WHAT TO DO:
A. In the film review, how long have Duncan and Annie been together?
B. Write out the part of the film review between "Granted, neither of" and "note it plays.", inclusive.
C. Continue the review of the film Juliet, Naked, starting after its last sentence.
===== PASSAGE =====
Brits Duncan (Chris O’Dowd) and Annie (Rose Byrne) have been together for 15 years. He has slowly become the world’s foremost authority on American musician Tucker Crowe (Ethan Hawke), obsessively maintaining a website dedicated to the reclusive rocker. She is the curator of a small seaside museum who puts up with her partner’s fixation on the celebrity even though it’s becoming increasingly difficult to do so. Nonetheless, they’re comfortable with one another, and it’s hard to imagine anything, or anyone, that might possibly come between them.

PHOTO: Roadside Attractions

Granted, neither of them ever could have dreamt that the thing that might throw their lives into turmoil would turn out to be Tucker Crowe himself. But that’s exactly what happens after Duncan unearths a long-lost demo of the musician’s most beloved album, hailing it as a masterpiece on his blog and driving Annie batty as he does so. In a fit of anger, she pens a scathing review that just so happens to catch Tucker’s eyes who even more surprisingly agrees with her assessment. One thing leads to another and their secretive online conversations end up leading to an impromptu visit from the American which throws a gigantic crimp into Annie and Duncan’s relationship, the resultant triangle its own sort of love song that both embraces and defies sappy clichés with each and every note it plays.

Based on the novel by Nick Hornby, Juliet, Naked is a charming romantic melodrama that’s incredibly difficult to resist. Hawke and O’Dowd turn in a pair of funny, emotionally vibrant performances that fit the material nicely. Each actor has an energetic ebullience I connected with, and even if neither is stretching themselves all that much that doesn’t make their portrayals of childish masculinity run amok any less lovely.
===== SUPPLIED INFORMATION =====
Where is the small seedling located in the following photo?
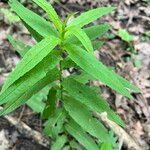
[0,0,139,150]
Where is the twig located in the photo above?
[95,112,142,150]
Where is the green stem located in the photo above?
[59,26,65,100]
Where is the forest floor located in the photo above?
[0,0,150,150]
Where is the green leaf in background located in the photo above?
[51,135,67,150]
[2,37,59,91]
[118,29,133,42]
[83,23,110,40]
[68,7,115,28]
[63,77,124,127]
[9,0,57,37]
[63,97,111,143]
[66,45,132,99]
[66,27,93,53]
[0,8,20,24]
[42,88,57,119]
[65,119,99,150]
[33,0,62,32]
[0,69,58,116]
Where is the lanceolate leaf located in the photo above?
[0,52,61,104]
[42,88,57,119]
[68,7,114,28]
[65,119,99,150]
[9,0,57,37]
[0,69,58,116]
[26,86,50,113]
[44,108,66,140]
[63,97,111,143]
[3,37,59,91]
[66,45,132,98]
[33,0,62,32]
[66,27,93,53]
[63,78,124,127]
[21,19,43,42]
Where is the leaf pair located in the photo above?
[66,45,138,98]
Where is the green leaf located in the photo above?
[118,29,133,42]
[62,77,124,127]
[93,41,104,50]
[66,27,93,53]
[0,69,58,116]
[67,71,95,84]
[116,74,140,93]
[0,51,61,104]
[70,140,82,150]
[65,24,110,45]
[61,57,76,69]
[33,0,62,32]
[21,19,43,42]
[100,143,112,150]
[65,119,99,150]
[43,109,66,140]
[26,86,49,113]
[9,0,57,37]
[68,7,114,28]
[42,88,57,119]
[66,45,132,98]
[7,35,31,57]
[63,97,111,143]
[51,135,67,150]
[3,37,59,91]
=====
===== SUPPLIED INFORMATION =====
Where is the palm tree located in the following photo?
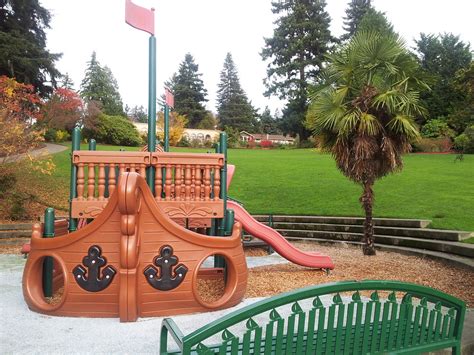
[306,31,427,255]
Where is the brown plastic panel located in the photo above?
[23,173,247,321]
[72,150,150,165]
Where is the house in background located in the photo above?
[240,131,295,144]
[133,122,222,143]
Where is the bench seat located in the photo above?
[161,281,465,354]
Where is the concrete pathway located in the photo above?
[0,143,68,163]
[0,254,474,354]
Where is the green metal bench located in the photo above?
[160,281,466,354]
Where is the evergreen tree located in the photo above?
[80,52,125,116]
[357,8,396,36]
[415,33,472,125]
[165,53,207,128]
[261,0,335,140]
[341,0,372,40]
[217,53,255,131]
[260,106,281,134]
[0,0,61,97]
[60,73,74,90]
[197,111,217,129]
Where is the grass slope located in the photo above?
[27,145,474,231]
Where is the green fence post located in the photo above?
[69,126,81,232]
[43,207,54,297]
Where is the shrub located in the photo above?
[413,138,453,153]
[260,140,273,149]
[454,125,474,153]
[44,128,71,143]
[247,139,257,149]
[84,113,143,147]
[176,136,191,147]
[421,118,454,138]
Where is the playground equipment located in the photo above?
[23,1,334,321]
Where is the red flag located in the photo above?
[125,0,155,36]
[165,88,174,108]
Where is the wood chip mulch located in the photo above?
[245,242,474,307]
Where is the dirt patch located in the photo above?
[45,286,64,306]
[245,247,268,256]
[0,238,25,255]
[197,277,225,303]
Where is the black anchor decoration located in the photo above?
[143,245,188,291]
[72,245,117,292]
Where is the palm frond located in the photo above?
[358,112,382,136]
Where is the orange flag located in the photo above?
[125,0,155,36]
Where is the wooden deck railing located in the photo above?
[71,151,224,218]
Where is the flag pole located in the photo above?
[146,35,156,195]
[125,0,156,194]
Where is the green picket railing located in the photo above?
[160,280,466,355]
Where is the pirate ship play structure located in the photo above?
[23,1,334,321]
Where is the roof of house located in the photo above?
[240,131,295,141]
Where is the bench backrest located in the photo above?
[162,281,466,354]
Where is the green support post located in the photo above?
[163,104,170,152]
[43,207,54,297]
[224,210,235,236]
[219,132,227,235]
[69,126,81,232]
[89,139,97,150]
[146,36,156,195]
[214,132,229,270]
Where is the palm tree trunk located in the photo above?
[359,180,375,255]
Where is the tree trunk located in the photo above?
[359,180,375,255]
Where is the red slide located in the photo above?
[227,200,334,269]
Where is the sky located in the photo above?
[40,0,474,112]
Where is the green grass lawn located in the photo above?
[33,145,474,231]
=====
ACTIVITY ANSWERS:
A. 15 years.

B.
Granted, neither of them ever could have dreamt that the thing that might throw their lives into turmoil would turn out to be Tucker Crowe himself. But that’s exactly what happens after Duncan unearths a long-lost demo of the musician’s most beloved album, hailing it as a masterpiece on his blog and driving Annie batty as he does so. In a fit of anger, she pens a scathing review that just so happens to catch Tucker’s eyes who even more surprisingly agrees with her assessment. One thing leads to another and their secretive online conversations end up leading to an impromptu visit from the American which throws a gigantic crimp into Annie and Duncan’s relationship, the resultant triangle its own sort of love song that both embraces and defies sappy clichés with each and every note it plays.

C.
But this is Byrne’s show, and she is the reason I ended up enjoying director Jesse Peretz’s (Our Idiot Brother) latest near as much as I did. The veteran actress is wonderful, and much like she’s done in films as disparate as Spy, Peter Rabbit, Bridesmaids, Get Him to the Greek and Neighbors she steals scenes left and right from her costars with a comedic grace that’s divine. Additionally, Byrne adds a layer of withered humanity that’s initially heartbreaking, all of which makes watching Annie reclaim her life an absolute joy as this surreal situation grows more and more bizarre. She has a way of making this story feel naturalistically authentic in manner that caught me by surprise, and I imagine there’s no way I’d have enjoyed this movie at all had she not been its star.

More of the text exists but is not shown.